## Your goal
In the news report below about the Fayetteville police shooting, what was Africka Bennett charged with?

## Passage for review
--

Teen's mom: Son didn't have gun when Fayetteville officer fired
Posted October 14, 2013
Fayetteville, N.C. — The mother of a 16-year-old boy who was fatally shot by a Fayetteville police officer is disputing authorities' claims that her son had a gun.
Shaqur McNair died at Cape Fear Valley Medical Center Sunday after Officer Christopher Hunt fired at the teen while responding to a domestic disturbance call on Bertram Place sometime after 6 p.m.
Police Chief Harold Medlock told reporters Sunday that Hunt was trying to take McNair's mother, Africka Bennett, into custody after she hit him on the head.
The two were struggling on the ground when McNair ignored Hunt's commands to back away and pulled up his shirt and began to draw the handgun from his waistband, Medlock said.
Hunt fired at least three rounds.
Even though police said Monday that evidence suggests a stolen 9mm Hi-Point semi-automatic handgun at the scene was in McNair's possession at the time of the shooting, Bennett said her son was unarmed and that Hunt shot without warning.
"My son was shot three times for no reason. He didn't have (a) weapon. He wasn't (a) threat," she said. "The officer said not one thing. My son was not a threat. He just shot him, and my son rolled over and said, 'Momma, he shot me, and I did nothing wrong.'"
A police spokesman declined to comment Monday on Bennett's claims, referring only to Medlock's account of events that he gave Sunday night.
"My son was a good kid – very athletic, very smart," said Bennett. "He was well-known for his smile, his friendliness."
McNair was a junior at Westover High School in Fayetteville, where he was well-known, played basketball and had never before been in trouble, she said.
Westover principal Thomas Benson said McNair was a pleasant student who made decent grades and that the two of them met a couple weeks ago.
"We just had a brief conversation about what we need to try to keep him encouraged with his academics," Benson said.
Medlock said Sunday that Hunt was the first officer to respond to 201 Bertram Place in Fayetteville's Loch Lomond subdivision, where a crowd of about 12 to 15 people had gathered in the street.
While waiting for other officers to arrive, Hunt arrested Bennett's other son after observing injuries to a woman related to the call.
It was during that arrest that Bennett approached Hunt, struck him on the head and tried to take away her son, Medlock said.
Bennett, 39, was taken into custody just before the shooting and charged with assault on a government official.
She denies striking Hunt.
"I just snatched away. I did not hit him, as they say I did," she said.

--

## Material shown
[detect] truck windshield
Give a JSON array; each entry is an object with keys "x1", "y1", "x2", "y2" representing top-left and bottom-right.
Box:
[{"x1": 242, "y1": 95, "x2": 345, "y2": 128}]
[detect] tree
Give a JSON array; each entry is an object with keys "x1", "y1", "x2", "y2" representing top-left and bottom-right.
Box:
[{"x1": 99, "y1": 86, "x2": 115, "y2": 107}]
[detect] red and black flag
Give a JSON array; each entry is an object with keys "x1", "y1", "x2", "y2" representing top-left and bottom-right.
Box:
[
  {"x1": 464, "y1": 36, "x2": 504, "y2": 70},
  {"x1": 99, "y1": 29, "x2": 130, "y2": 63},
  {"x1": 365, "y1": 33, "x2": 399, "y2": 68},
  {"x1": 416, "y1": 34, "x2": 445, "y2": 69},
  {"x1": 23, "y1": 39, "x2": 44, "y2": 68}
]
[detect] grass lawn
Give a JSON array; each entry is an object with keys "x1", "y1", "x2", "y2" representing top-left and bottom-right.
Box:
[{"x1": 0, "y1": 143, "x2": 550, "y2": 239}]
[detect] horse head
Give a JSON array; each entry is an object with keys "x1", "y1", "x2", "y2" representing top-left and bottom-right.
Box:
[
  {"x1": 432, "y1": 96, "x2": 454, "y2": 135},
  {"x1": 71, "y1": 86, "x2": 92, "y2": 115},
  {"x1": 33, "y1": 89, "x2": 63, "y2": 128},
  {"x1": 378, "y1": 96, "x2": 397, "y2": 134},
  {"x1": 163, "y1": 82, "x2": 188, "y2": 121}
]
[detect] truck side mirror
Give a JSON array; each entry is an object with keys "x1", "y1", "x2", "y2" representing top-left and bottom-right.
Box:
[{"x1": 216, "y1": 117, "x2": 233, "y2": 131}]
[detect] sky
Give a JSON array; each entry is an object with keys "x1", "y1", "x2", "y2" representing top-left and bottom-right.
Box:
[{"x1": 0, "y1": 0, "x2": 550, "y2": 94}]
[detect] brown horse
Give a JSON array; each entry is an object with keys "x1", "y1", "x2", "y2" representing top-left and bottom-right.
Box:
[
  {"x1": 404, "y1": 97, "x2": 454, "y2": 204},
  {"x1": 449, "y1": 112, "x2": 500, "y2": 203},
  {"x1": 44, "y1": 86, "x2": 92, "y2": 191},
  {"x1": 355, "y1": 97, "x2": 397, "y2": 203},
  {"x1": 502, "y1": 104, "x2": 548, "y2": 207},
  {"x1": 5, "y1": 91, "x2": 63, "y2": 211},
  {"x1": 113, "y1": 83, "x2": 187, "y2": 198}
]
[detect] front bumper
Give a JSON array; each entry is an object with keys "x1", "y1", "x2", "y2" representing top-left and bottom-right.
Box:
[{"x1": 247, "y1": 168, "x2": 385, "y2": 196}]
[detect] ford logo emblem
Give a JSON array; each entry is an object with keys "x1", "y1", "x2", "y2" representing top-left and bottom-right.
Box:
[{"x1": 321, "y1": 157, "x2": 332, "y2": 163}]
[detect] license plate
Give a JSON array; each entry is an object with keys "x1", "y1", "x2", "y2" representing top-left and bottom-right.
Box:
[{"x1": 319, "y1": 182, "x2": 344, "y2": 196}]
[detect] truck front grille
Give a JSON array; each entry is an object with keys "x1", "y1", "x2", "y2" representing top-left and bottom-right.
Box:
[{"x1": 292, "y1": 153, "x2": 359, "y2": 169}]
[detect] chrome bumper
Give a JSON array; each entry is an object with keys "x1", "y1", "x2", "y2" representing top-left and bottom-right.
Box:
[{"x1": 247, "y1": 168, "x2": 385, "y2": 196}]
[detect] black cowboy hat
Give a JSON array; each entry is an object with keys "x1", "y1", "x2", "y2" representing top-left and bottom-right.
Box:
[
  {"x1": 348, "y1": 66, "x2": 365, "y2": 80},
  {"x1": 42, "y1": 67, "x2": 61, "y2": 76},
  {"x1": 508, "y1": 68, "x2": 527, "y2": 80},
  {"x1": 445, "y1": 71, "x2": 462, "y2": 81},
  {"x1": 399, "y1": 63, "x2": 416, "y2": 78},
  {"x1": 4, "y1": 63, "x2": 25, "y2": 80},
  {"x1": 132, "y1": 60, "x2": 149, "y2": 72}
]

--

## Solution for this exercise
Assault on a government official.